Data listing
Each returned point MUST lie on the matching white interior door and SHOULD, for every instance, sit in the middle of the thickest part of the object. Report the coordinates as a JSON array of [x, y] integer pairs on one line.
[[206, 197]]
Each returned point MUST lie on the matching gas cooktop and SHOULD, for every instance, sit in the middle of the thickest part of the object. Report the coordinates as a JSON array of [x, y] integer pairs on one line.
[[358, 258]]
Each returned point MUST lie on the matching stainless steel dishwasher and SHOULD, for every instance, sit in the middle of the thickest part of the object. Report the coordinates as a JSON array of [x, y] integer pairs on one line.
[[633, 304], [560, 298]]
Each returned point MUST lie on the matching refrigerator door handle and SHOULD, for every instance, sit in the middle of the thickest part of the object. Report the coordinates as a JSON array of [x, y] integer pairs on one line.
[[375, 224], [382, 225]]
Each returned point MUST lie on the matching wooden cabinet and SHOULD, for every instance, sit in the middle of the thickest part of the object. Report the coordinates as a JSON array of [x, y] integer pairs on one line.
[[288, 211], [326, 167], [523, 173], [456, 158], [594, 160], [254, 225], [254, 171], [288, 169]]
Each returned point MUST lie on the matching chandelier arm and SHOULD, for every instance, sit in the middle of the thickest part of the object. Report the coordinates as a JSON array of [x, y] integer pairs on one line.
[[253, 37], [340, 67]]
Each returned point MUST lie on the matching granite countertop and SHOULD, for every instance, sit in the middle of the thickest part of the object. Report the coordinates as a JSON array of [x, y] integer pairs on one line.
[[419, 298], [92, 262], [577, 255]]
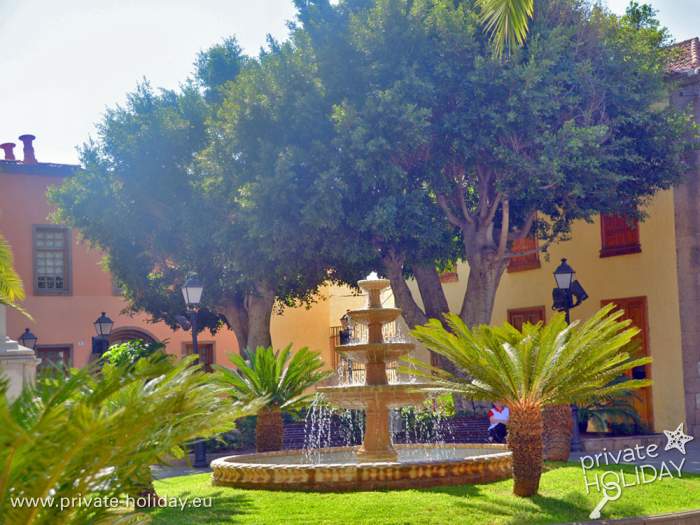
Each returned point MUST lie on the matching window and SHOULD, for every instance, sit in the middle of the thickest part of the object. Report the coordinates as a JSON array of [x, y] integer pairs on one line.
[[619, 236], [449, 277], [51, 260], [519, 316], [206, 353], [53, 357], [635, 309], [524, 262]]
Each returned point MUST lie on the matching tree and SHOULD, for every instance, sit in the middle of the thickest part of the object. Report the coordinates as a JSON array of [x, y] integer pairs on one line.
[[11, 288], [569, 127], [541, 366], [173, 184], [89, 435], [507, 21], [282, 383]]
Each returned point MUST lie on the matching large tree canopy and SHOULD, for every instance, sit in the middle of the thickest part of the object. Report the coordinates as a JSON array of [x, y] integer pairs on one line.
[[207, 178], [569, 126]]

**CHALLENGE:**
Arrange the lines from the start of the items through the line containing "[[375, 224], [382, 225]]", both ends included, as a JSON list of strings with one string per line, omitting blank lines.

**RESULT OF THE EXERCISE:**
[
  "Each returned point MUST lie on the matching white interior door and SHOULD, for every instance, sit in the middle of the thickest part of the object. Report the coordinates as a JSON array of [x, y] integer pairs on one line.",
  "[[206, 197]]",
  "Each returned point MUST lie on the matching gas cooktop and SHOULD, for every instance, sit in the middle of the thickest part of the object. Report the coordinates as a JSON array of [x, y] integer pairs on one line.",
  "[[358, 258]]",
  "Each returned point MUST lie on the matching stainless steel dishwasher and SHOULD, for every instance, sit in the middle of the thickest part of the object. Report the coordinates as a JSON array of [x, y] integer pairs on one line.",
  "[[633, 304], [560, 298]]",
  "Each returned point MUST lie on the matching refrigerator door handle and SHOULD, for every instance, sit in the middle of the thickest part of the object. Report the coordinates as a JSON array of [x, y] integer pairs on one line.",
  "[[375, 224], [382, 225]]"
]